(Beginning of ENTRIES PROVIDED)

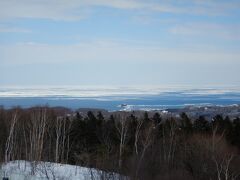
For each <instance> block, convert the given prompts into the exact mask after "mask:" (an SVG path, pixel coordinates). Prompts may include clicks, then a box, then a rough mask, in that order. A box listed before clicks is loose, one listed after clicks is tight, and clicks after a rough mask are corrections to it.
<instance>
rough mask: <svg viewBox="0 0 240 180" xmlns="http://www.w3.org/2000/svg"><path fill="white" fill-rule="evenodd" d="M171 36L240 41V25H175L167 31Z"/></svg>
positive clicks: (207, 23)
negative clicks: (235, 40) (173, 34)
mask: <svg viewBox="0 0 240 180" xmlns="http://www.w3.org/2000/svg"><path fill="white" fill-rule="evenodd" d="M169 31H170V32H171V33H172V34H176V35H186V36H198V37H199V36H207V37H210V38H212V37H216V38H220V39H225V40H238V41H239V40H240V34H239V32H240V25H229V24H226V25H224V24H214V23H187V24H186V23H185V24H177V25H175V26H174V27H172V28H170V30H169Z"/></svg>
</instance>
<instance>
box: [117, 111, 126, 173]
mask: <svg viewBox="0 0 240 180" xmlns="http://www.w3.org/2000/svg"><path fill="white" fill-rule="evenodd" d="M115 119H116V121H115V126H116V129H117V132H118V137H119V139H120V143H119V161H118V166H119V168H120V169H121V168H122V156H123V152H124V148H125V145H126V142H127V138H128V136H127V134H128V122H127V114H126V113H123V114H121V115H118V116H117V117H116V118H115Z"/></svg>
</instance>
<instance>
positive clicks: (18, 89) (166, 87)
mask: <svg viewBox="0 0 240 180" xmlns="http://www.w3.org/2000/svg"><path fill="white" fill-rule="evenodd" d="M233 104H240V87H235V86H231V87H214V88H209V87H201V88H196V87H177V86H175V87H174V86H163V87H156V86H152V87H80V86H78V87H77V86H74V87H72V86H71V87H70V86H66V87H0V105H1V106H3V107H5V108H11V107H14V106H21V107H23V108H27V107H31V106H38V105H41V106H44V105H47V106H50V107H53V106H64V107H67V108H70V109H73V110H74V109H78V108H99V109H106V110H108V111H116V110H126V111H128V110H146V111H147V110H162V109H168V108H181V107H184V106H188V105H195V106H205V105H223V106H225V105H233Z"/></svg>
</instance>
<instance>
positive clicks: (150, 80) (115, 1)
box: [0, 0, 240, 87]
mask: <svg viewBox="0 0 240 180" xmlns="http://www.w3.org/2000/svg"><path fill="white" fill-rule="evenodd" d="M239 68H240V1H239V0H21V1H20V0H0V86H50V85H51V86H67V85H69V86H70V85H73V86H75V85H76V86H79V85H80V86H84V85H94V86H104V85H106V86H134V85H141V86H150V85H154V86H158V85H159V86H164V85H180V86H181V85H194V86H198V87H201V86H214V85H221V86H228V85H236V86H240V78H239V77H240V70H239Z"/></svg>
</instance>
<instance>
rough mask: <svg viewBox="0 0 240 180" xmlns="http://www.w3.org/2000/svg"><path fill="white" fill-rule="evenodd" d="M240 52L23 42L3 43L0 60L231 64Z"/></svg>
mask: <svg viewBox="0 0 240 180" xmlns="http://www.w3.org/2000/svg"><path fill="white" fill-rule="evenodd" d="M239 59H240V53H239V52H227V51H222V52H219V51H211V50H206V49H198V50H193V49H191V51H190V50H187V49H174V48H172V49H166V48H162V47H161V46H158V45H146V44H145V45H136V44H130V43H129V42H115V41H94V42H88V43H79V44H74V45H49V44H36V43H31V42H30V43H21V44H14V45H13V44H12V45H4V46H3V45H2V46H0V62H1V64H5V65H17V64H35V63H45V64H56V63H74V62H82V63H86V64H91V63H94V62H102V63H108V62H111V63H113V62H114V61H116V62H122V63H129V62H130V63H131V62H133V63H139V62H143V63H147V64H148V63H150V64H151V63H153V62H158V63H161V62H172V63H173V64H174V63H179V62H182V63H195V64H198V63H204V64H214V63H219V62H221V63H231V62H234V63H236V62H238V61H239Z"/></svg>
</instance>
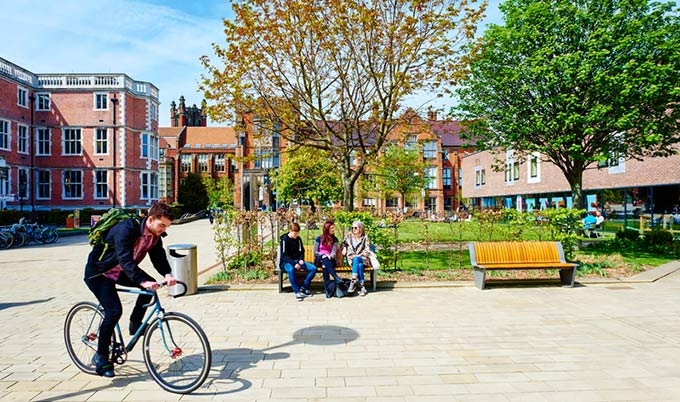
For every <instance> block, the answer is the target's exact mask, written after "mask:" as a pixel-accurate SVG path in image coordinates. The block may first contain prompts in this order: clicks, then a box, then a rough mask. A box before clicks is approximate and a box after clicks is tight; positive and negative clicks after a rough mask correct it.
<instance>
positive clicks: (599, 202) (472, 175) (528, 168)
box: [462, 151, 680, 217]
mask: <svg viewBox="0 0 680 402" xmlns="http://www.w3.org/2000/svg"><path fill="white" fill-rule="evenodd" d="M498 158H500V165H501V166H503V165H505V166H506V169H501V170H500V171H498V170H497V169H495V168H494V165H496V166H497V165H498V163H497V162H495V160H496V159H498ZM462 177H463V183H462V184H463V186H462V188H463V197H464V198H465V199H466V202H468V203H469V204H470V205H471V206H473V207H476V208H487V207H505V208H518V209H523V210H533V209H543V208H550V207H552V208H554V207H568V208H571V207H575V206H574V205H572V199H571V189H570V187H569V184H568V183H567V180H566V179H565V178H564V175H563V174H562V172H561V171H560V170H559V168H558V167H557V166H555V165H553V164H552V163H549V162H546V161H544V160H542V158H541V156H540V155H539V154H535V155H532V157H530V158H528V159H527V160H526V161H523V162H520V161H515V158H514V154H513V152H511V151H507V152H502V153H500V154H498V155H493V154H492V153H491V152H489V151H484V152H476V153H471V154H469V155H467V156H465V157H464V158H463V174H462ZM583 192H584V201H585V205H584V207H585V208H587V209H591V210H592V209H595V208H602V209H604V210H605V211H607V212H608V213H610V214H611V213H613V214H614V215H622V214H623V215H625V216H634V217H636V216H638V215H639V214H640V213H647V214H671V213H672V211H673V210H674V209H675V207H676V206H678V205H680V155H674V156H670V157H666V158H645V159H643V160H639V161H638V160H625V159H623V158H621V159H619V160H609V161H608V162H607V163H606V164H602V165H600V166H595V167H593V168H591V169H588V170H586V171H585V172H584V173H583Z"/></svg>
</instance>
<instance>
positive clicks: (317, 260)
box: [314, 257, 342, 296]
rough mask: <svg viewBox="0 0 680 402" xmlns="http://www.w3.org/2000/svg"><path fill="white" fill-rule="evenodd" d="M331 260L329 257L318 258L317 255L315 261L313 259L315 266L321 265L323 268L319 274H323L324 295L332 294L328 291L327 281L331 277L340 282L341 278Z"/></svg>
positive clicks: (326, 295) (318, 266) (338, 281)
mask: <svg viewBox="0 0 680 402" xmlns="http://www.w3.org/2000/svg"><path fill="white" fill-rule="evenodd" d="M333 262H334V261H333V260H332V259H330V258H320V257H317V259H316V261H314V265H316V266H317V267H319V266H321V267H323V270H322V271H321V275H322V276H323V288H324V291H325V292H326V296H333V295H332V294H329V293H328V289H329V288H328V283H329V282H330V281H331V278H333V280H335V281H336V282H340V281H341V280H342V278H340V276H339V275H338V273H337V272H335V264H333Z"/></svg>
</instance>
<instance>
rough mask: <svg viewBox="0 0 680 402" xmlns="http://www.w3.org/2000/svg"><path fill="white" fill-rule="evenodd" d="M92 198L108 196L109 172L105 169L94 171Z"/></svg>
mask: <svg viewBox="0 0 680 402" xmlns="http://www.w3.org/2000/svg"><path fill="white" fill-rule="evenodd" d="M94 198H97V199H106V198H109V172H108V171H107V170H95V171H94Z"/></svg>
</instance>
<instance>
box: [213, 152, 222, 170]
mask: <svg viewBox="0 0 680 402" xmlns="http://www.w3.org/2000/svg"><path fill="white" fill-rule="evenodd" d="M214 163H215V165H214V170H215V171H216V172H224V154H216V155H215V162H214Z"/></svg>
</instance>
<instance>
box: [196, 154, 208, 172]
mask: <svg viewBox="0 0 680 402" xmlns="http://www.w3.org/2000/svg"><path fill="white" fill-rule="evenodd" d="M208 157H209V155H208V154H199V155H198V171H199V172H201V173H203V172H207V171H208Z"/></svg>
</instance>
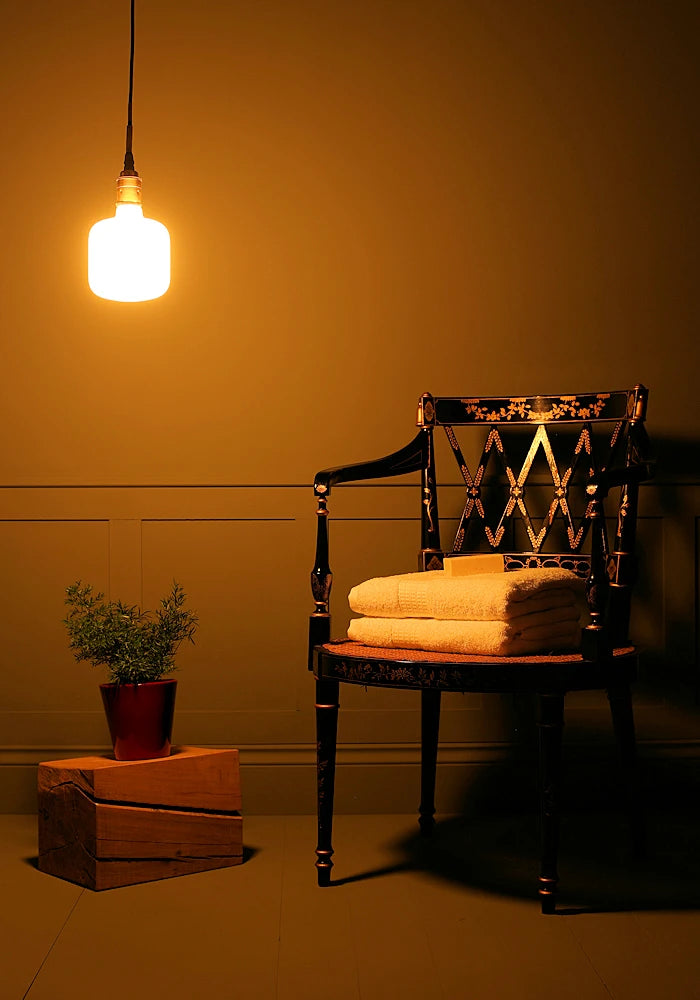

(End of ENTRIES PROVIDED)

• [PROBLEM DETAILS]:
From the data above, give the number of lines that hold "coordinates", without anything else.

• [FINAL ANSWER]:
2